===== Source extract

There are still a lot of different ways this could play out. We could have
another moderately difficult Summer followed by one of the wettest and coldest
Winters in recent history, and everything will keep limping along. Or, we
could have a season of dry thunderstorms that cause one of the worst wildfire
seasons in recent history, complete with thick smoke and the health effects
that causes. Or, conflicts over water rights could add fuel to the State of
Jefferson movement and turn that into years of political wrangling that drains
the energy from a state government no longer being led by Brown. Or,
California agriculture could suddenly take huge steps towards better water
management, either due to rising water costs or public outcry as municipal
water rates skyrocket and rationing is imposed. Or, agriculture might fail to
adapt and there will be economic ripple effects felt in food costs and a hit
to the state GDP.

==========

*Short problem*
Retype the passage on possible outcomes of California's water situation in full, word for word.

===== Extracted records

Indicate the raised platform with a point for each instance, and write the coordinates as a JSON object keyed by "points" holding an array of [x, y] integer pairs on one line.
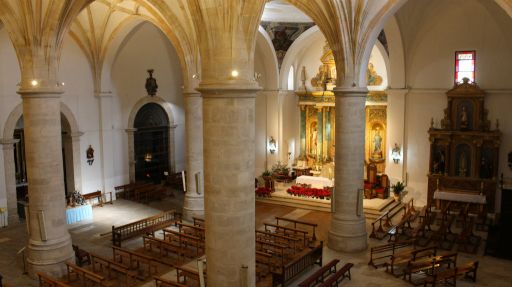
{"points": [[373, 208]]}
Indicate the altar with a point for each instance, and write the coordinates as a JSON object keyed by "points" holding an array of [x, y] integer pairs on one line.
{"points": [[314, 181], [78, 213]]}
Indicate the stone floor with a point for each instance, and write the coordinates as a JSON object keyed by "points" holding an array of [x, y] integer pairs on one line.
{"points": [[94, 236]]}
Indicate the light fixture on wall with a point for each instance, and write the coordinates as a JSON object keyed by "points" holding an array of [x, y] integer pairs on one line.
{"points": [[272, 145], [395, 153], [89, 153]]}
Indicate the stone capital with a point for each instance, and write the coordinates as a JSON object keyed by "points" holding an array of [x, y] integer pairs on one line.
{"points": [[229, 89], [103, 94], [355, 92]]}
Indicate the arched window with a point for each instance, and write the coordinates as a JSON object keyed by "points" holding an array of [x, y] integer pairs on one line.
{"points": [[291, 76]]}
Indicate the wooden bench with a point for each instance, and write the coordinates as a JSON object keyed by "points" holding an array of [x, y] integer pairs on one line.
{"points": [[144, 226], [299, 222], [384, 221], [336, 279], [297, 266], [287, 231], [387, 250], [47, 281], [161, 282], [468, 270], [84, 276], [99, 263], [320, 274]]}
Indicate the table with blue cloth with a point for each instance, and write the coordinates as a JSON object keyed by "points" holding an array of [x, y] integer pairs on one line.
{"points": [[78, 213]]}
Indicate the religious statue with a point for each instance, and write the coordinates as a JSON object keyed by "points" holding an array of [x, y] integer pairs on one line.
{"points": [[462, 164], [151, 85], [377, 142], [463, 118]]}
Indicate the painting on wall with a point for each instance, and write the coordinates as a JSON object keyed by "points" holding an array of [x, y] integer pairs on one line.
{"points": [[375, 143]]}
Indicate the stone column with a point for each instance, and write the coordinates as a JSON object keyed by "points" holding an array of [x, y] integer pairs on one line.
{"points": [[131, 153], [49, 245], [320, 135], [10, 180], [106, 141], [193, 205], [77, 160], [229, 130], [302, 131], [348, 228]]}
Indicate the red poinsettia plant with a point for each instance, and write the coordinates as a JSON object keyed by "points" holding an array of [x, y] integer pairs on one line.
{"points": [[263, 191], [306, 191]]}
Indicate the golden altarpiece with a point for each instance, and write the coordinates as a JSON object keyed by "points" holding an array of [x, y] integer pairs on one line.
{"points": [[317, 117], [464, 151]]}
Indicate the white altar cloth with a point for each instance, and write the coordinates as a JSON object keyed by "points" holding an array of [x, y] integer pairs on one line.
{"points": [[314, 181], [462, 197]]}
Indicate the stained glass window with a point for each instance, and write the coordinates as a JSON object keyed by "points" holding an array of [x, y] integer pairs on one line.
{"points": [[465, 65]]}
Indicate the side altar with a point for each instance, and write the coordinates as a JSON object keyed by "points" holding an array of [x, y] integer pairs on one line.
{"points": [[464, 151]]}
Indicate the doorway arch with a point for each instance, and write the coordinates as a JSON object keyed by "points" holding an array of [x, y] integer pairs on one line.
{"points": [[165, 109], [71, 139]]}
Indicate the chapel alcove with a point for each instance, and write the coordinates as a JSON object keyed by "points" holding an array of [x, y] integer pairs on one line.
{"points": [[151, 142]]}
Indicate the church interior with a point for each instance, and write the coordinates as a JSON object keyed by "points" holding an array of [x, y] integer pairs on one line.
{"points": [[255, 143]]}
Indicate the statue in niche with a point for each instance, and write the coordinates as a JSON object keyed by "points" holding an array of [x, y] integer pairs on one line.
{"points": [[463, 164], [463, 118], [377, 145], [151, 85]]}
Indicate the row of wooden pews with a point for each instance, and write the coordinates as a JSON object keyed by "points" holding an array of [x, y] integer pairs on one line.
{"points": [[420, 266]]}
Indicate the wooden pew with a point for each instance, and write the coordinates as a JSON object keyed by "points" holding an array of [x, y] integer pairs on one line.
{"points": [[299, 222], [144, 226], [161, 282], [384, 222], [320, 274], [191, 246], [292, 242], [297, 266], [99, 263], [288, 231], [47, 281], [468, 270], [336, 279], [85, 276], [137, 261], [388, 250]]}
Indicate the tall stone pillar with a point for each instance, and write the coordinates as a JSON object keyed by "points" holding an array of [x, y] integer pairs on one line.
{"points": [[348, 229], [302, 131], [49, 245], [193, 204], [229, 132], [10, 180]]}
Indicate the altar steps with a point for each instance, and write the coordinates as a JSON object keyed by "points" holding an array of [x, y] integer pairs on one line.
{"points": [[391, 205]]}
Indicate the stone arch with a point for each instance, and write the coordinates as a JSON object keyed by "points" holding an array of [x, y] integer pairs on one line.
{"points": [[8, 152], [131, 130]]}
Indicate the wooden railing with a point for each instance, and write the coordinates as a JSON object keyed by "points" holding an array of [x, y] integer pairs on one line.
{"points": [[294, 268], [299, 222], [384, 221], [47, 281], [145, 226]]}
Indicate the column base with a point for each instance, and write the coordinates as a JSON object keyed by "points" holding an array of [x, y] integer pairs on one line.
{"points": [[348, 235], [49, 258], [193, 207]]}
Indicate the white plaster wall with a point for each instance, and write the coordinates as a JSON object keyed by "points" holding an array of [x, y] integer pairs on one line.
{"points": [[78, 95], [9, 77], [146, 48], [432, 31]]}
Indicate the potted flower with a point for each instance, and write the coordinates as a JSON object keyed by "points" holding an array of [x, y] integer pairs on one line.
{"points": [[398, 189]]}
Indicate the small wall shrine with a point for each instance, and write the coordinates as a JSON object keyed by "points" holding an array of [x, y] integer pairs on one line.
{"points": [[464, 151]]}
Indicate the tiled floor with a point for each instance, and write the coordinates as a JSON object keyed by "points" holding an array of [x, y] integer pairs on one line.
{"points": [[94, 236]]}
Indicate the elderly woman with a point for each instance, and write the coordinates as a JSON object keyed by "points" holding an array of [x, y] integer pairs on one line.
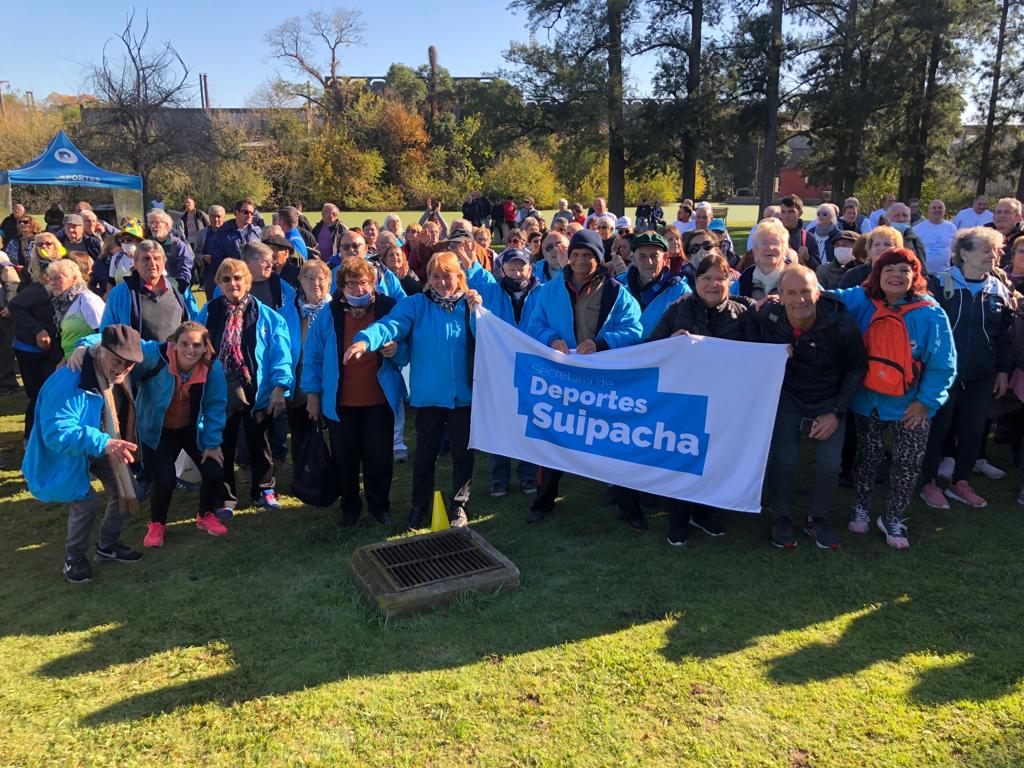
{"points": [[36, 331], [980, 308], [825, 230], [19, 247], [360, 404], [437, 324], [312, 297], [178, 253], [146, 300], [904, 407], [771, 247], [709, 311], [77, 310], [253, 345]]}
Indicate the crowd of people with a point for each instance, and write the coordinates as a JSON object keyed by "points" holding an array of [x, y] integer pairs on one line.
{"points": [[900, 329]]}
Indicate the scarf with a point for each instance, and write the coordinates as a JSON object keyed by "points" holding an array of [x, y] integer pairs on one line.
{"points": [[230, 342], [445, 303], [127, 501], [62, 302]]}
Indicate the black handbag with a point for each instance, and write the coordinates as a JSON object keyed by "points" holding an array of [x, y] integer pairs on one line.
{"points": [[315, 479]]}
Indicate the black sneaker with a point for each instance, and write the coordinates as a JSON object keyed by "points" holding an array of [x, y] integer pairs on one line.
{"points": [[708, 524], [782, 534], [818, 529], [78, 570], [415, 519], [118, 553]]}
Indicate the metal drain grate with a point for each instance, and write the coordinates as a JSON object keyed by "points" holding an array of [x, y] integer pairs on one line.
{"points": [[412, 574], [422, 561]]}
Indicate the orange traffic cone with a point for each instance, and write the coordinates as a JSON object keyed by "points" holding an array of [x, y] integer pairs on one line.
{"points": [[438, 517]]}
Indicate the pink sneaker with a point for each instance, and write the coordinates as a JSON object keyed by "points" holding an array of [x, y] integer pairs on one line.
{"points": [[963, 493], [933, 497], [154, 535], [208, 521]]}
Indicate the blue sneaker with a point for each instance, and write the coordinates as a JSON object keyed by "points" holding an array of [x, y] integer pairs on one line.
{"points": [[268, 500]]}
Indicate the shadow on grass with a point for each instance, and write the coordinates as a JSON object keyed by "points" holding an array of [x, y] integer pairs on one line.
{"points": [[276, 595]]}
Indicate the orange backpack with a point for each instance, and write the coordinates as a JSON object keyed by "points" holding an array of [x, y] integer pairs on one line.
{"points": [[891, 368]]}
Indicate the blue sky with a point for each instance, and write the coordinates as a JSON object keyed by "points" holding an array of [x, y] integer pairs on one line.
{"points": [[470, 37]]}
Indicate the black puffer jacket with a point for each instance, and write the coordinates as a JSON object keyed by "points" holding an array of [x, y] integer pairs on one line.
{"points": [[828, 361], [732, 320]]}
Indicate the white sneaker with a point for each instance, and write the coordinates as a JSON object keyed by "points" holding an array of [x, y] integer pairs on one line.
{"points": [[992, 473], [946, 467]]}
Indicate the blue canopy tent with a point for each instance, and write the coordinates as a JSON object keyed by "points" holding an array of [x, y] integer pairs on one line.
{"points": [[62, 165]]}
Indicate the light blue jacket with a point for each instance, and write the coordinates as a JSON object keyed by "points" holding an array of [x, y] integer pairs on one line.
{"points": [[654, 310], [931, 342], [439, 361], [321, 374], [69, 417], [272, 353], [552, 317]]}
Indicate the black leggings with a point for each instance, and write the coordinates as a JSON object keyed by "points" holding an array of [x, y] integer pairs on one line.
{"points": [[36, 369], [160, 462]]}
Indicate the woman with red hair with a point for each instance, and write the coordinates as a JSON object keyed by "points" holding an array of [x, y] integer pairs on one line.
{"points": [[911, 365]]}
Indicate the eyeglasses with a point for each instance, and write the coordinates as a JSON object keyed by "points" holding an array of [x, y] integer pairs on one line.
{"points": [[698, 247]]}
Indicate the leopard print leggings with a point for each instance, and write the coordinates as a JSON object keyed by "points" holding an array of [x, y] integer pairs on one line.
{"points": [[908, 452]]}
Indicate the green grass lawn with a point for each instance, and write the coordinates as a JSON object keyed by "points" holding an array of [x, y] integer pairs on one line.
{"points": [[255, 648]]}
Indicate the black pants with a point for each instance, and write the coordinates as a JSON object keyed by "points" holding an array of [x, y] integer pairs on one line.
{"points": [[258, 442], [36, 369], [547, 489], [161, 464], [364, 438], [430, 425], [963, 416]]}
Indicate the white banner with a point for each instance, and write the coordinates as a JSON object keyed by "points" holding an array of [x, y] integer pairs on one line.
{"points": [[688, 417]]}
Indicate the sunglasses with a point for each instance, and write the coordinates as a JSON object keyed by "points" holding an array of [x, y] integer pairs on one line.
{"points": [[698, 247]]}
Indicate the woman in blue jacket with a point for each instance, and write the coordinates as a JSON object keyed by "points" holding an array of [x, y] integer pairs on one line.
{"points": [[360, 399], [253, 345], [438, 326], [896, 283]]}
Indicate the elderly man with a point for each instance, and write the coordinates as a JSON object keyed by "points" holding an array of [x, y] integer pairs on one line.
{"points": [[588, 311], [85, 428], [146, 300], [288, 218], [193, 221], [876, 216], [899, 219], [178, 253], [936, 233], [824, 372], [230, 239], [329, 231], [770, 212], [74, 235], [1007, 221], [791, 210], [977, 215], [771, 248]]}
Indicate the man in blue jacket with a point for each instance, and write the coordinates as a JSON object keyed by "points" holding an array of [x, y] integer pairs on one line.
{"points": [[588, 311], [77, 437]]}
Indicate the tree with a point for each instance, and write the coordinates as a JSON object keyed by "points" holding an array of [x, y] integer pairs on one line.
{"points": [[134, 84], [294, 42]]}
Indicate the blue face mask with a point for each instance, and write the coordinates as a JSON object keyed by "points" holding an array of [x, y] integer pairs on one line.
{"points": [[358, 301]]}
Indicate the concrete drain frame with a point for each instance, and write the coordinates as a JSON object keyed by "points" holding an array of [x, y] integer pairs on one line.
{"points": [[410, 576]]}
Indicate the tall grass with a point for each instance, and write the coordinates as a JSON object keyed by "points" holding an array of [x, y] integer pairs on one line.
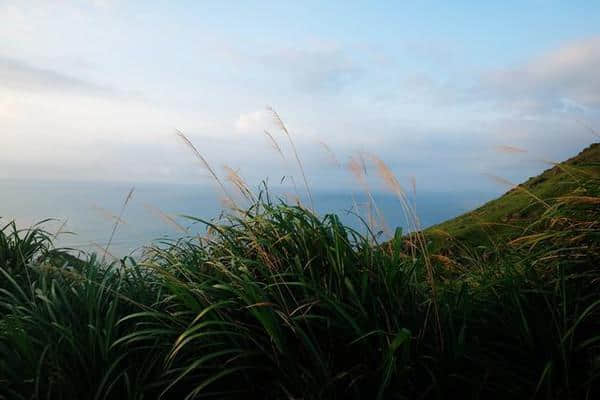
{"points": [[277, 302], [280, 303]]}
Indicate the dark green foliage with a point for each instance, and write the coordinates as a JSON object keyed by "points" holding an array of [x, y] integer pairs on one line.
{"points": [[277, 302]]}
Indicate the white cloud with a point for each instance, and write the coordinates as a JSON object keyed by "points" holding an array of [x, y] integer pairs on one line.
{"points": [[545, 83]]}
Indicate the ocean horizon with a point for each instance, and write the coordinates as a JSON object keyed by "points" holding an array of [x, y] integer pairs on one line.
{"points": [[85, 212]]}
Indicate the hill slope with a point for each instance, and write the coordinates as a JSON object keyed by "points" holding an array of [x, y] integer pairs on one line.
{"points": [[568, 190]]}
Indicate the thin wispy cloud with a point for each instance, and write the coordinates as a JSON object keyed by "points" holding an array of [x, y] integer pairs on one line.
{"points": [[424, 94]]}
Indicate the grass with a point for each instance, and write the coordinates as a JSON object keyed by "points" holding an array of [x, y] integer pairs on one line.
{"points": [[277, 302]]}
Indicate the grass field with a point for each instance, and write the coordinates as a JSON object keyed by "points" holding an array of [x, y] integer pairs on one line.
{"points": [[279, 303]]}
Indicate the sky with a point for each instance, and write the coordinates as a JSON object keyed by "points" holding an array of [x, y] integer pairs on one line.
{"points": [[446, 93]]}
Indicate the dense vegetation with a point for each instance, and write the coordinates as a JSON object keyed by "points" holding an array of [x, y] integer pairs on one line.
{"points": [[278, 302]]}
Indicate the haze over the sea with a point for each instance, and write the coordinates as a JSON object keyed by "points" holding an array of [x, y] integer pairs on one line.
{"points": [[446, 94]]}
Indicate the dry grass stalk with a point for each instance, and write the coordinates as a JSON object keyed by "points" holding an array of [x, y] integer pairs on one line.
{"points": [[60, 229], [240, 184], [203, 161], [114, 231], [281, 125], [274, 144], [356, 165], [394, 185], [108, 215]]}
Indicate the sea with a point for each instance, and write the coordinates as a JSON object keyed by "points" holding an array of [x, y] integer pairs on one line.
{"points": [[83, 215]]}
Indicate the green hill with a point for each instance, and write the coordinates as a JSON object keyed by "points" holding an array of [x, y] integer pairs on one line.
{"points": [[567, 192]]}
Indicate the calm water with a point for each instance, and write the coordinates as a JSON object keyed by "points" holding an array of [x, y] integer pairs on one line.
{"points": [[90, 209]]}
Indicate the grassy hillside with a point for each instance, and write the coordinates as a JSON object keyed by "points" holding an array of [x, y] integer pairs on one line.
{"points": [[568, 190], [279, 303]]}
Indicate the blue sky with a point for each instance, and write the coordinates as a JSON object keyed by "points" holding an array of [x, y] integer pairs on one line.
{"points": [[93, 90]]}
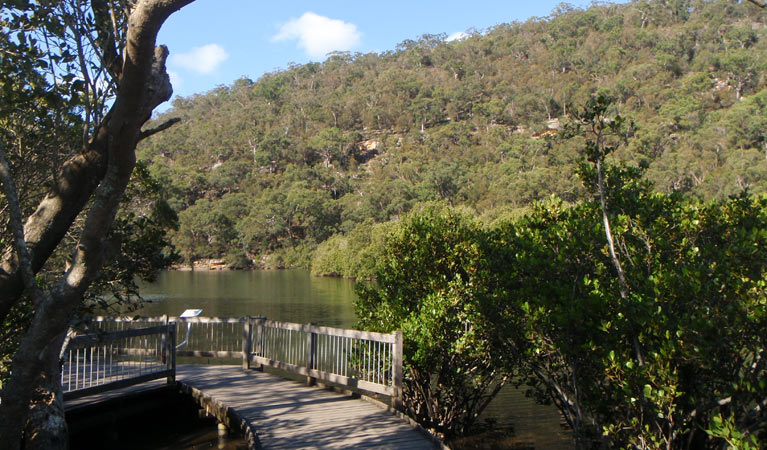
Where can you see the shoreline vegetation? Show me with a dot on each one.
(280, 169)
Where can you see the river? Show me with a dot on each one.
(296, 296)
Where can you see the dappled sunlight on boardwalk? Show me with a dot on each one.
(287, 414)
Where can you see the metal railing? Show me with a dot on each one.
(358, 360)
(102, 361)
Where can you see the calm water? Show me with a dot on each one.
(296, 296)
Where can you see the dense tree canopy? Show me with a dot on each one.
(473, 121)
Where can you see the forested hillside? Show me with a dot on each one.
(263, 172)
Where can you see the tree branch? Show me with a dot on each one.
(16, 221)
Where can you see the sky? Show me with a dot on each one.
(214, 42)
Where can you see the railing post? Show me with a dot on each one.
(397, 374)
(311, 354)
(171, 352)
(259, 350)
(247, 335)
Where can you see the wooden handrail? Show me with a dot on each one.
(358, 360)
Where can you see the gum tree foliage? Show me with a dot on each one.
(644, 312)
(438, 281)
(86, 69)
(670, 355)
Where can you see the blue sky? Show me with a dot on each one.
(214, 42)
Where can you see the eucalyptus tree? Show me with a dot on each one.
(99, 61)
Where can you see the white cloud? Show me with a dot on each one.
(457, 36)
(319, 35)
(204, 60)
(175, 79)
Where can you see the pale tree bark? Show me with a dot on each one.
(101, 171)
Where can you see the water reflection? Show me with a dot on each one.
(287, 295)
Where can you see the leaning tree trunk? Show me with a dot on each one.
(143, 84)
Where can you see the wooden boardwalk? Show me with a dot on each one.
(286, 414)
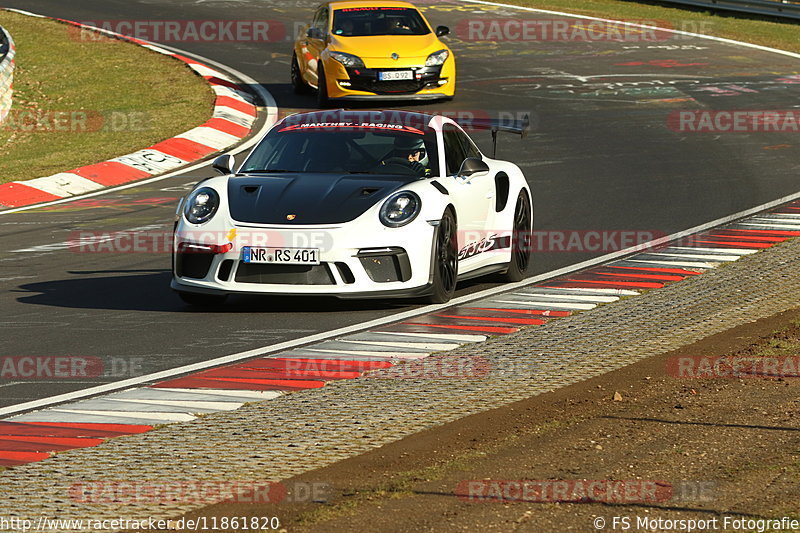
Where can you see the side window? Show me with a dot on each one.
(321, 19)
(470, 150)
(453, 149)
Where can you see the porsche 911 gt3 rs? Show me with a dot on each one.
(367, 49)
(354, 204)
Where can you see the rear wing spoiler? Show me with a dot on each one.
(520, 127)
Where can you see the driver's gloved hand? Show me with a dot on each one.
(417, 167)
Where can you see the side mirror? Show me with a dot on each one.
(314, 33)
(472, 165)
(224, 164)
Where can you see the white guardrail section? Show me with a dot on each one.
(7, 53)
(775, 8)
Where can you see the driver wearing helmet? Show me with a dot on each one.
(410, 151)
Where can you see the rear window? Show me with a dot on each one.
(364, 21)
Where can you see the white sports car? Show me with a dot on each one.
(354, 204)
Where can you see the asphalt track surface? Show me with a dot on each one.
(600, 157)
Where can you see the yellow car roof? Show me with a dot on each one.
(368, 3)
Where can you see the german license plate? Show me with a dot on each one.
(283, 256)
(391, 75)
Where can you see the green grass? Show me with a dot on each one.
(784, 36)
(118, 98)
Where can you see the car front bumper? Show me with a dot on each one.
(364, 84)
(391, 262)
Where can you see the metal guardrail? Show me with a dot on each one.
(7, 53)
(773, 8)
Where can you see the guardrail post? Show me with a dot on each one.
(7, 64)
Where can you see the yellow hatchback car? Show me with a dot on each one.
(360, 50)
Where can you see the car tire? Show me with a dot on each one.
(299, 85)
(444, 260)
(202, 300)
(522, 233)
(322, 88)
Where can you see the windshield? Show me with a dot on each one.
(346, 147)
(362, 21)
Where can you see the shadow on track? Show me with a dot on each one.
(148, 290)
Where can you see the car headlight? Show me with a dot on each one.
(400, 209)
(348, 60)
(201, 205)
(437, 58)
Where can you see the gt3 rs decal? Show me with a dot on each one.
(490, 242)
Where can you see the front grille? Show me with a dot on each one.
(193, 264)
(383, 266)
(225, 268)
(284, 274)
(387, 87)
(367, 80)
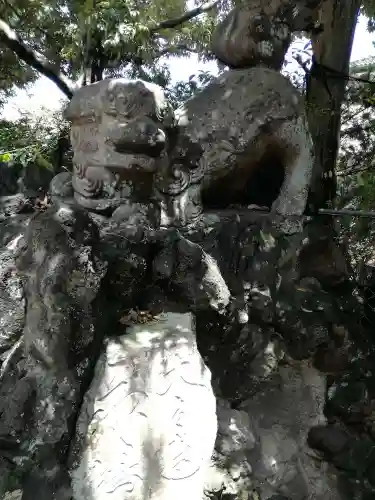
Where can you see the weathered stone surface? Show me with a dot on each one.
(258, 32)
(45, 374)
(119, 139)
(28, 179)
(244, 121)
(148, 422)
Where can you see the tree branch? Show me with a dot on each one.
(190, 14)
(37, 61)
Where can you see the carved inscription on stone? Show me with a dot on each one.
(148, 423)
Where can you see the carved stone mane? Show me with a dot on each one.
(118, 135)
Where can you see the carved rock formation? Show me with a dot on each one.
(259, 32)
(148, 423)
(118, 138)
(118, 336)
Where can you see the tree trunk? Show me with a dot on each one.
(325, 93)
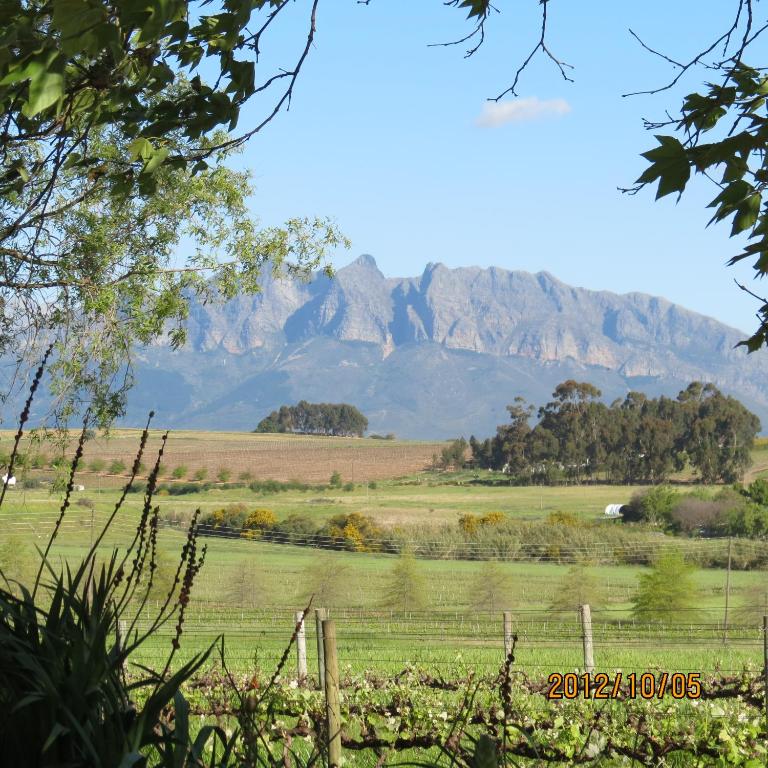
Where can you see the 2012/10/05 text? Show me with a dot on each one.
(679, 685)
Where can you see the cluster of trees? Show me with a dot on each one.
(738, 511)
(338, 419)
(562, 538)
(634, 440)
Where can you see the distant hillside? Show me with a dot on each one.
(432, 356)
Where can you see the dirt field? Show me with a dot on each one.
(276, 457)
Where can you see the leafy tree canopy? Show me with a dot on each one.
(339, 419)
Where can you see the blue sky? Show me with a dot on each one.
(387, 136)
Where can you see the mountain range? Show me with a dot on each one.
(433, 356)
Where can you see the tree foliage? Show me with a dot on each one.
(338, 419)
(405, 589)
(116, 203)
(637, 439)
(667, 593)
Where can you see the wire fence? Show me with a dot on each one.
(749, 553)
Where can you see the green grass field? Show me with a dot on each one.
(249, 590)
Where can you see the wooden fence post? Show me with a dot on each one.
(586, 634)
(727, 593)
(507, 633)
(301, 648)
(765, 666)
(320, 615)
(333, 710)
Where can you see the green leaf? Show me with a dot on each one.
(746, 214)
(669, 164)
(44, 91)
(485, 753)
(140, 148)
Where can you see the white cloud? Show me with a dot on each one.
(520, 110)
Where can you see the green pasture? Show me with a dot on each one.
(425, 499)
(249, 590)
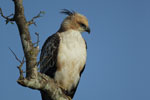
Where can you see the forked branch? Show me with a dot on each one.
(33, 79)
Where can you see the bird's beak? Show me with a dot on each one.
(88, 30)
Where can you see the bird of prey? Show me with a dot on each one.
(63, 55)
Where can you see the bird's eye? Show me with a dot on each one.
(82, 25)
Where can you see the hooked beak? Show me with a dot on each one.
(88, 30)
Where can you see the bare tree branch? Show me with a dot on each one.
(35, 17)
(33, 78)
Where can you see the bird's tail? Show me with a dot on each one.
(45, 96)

==========

*Exercise result*
There are still a lot of different ways this could play out. We could have
another moderately difficult Summer followed by one of the wettest and coldest
Winters in recent history, and everything will keep limping along. Or, we
could have a season of dry thunderstorms that cause one of the worst wildfire
seasons in recent history, complete with thick smoke and the health effects
that causes. Or, conflicts over water rights could add fuel to the State of
Jefferson movement and turn that into years of political wrangling that drains
the energy from a state government no longer being led by Brown. Or,
California agriculture could suddenly take huge steps towards better water
management, either due to rising water costs or public outcry as municipal
water rates skyrocket and rationing is imposed. Or, agriculture might fail to
adapt and there will be economic ripple effects felt in food costs and a hit
to the state GDP.